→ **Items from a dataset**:

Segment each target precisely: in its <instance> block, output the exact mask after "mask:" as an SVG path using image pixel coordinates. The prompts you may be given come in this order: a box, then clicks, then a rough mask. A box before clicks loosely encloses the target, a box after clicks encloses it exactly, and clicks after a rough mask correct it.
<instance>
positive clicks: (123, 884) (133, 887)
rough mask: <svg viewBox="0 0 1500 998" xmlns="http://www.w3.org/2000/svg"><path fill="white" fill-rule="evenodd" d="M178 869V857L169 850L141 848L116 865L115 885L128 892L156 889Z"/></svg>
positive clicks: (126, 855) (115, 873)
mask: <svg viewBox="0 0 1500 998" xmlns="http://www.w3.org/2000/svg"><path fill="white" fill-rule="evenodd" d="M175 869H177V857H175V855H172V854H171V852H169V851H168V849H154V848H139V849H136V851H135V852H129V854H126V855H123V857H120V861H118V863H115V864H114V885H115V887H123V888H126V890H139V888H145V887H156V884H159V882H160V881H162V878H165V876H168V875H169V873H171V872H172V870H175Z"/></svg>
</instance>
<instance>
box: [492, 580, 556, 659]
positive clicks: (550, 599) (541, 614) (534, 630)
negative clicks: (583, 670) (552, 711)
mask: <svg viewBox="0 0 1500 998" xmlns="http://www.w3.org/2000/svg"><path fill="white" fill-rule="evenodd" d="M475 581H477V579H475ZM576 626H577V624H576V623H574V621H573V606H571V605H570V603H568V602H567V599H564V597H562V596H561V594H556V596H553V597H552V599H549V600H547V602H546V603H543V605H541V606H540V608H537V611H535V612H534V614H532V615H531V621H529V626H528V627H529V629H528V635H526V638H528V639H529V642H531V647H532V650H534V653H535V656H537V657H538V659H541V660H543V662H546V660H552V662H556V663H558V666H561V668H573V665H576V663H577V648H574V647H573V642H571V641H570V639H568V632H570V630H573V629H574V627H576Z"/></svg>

→ **Goal of the exercise**: Isolate the lines above that contain the word "rough" and copy them.

→ **Response**:
Segment each target precisely: in its <instance> block, output the exact mask after "mask:" as an SVG path using image pixel coordinates. The prompts you may be given come in this order: a box, then clicks, then a rough mask. A box before clicks loosely encloses the target, a box after clicks encloses it exactly, and clicks after a rough mask correct it.
rough mask: <svg viewBox="0 0 1500 998" xmlns="http://www.w3.org/2000/svg"><path fill="white" fill-rule="evenodd" d="M178 869V857L169 850L141 848L116 865L115 885L128 892L156 889Z"/></svg>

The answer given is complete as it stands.